* _DOCUMENT SEGMENT_

⁂

Multiwinner approval voting[1], also called approval-based committee voting,[2] is a multi-winner electoral system that uses approval ballots. Each voter may select ("approve") any number of candidates, and multiple candidates are elected. The number of elected candidates is usually fixed in advance. For example, it can be the number of seats in a country's parliament, or the required number of members in a committee.

Multiwinner approval voting is an adaptation of approval voting to multiwinner elections. In a single-winner approval voting system, it is easy to determine the winner: it is the candidate approved by the largest number of voters. In multiwinner approval voting, there are many different ways to decide which candidates will be elected.

Majoritarian approval voting

In majoritarian approval voting, the candidates with the largest number of approvals are selected. It is a type of multiple non-transferable vote. It does not provide proportional representation, and is subject to the Burr dilemma, among other problems. There are several variants:

  • In block approval voting (also called unlimited voting), each voter can select an unlimited number of candidates, and the k candidates with the most approval votes win (where k is the predetermined committee size).
  • In limited block approval voting, each voter can select a limited number of candidates, but that limit is more than k.
  • In plurality block voting, each voter has up to as many votes as there are seats to be filled, but no more than one per candidate. Plurality block voting provides majoritarian representation.
  • In limited voting, each voter has less votes than seats to be filled. Limited voting is semi-proportional, as it allows the minority to focus on a small number of candidates and guarantee that at least some of them wins. Voting reform advocates refrain from calling it approval voting,[3] similarly to how first-past-the-post or single-winner limited voting are not considered approval voting.

Example for comparison

Candidates are running in a 3 member district of the 10000 voters. Voters may not cast more than one vote for a single candidate.

  • Under block approval voting (unlimited voting) voter may vote for any number of candidates.

⁂

* _SUPPLIED MATERIAL_
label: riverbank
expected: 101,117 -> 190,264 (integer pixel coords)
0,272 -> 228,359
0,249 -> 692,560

⁂

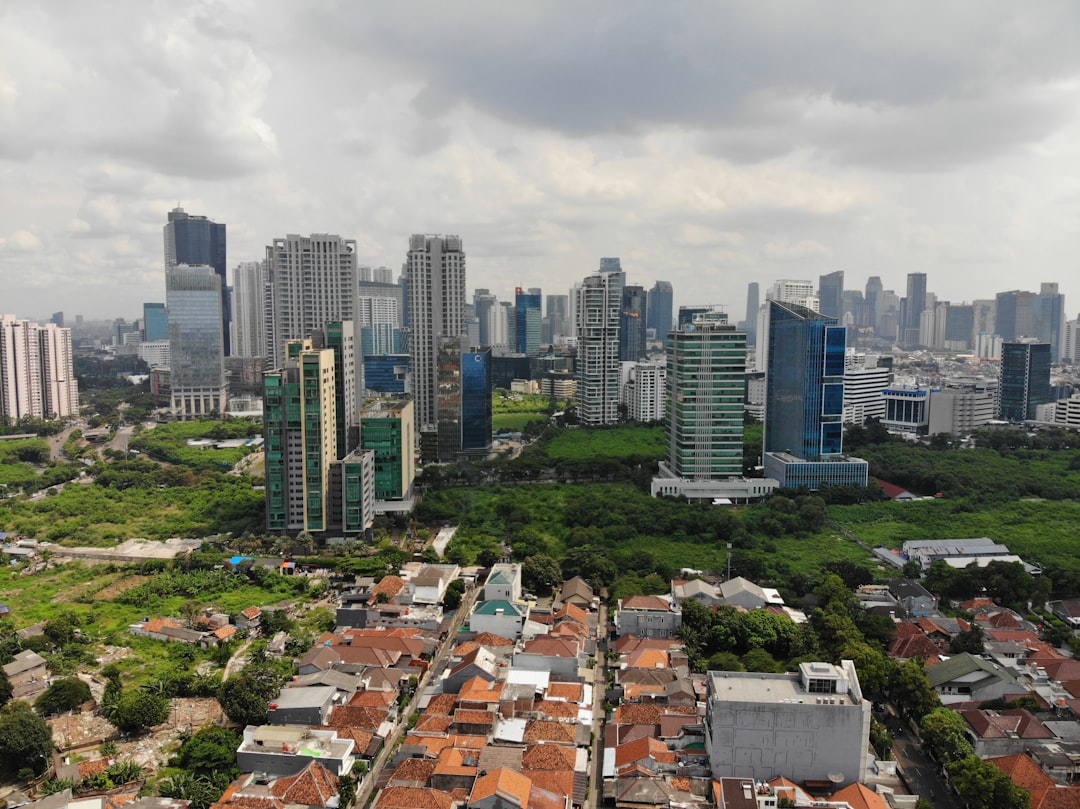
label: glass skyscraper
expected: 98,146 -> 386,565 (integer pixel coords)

⁂

* _JOBS_
[1] Please quote the passage on multiwinner approval voting from "In majoritarian approval" to "provides majoritarian representation.", inclusive.
[2] In the passage on multiwinner approval voting, what other name is given for block approval voting?

* _RESPONSES_
[1]
In majoritarian approval voting, the candidates with the largest number of approvals are selected. It is a type of multiple non-transferable vote. It does not provide proportional representation, and is subject to the Burr dilemma, among other problems. There are several variants:

  • In block approval voting (also called unlimited voting), each voter can select an unlimited number of candidates, and the k candidates with the most approval votes win (where k is the predetermined committee size).
  • In limited block approval voting, each voter can select a limited number of candidates, but that limit is more than k.
  • In plurality block voting, each voter has up to as many votes as there are seats to be filled, but no more than one per candidate. Plurality block voting provides majoritarian representation.

[2] Unlimited voting.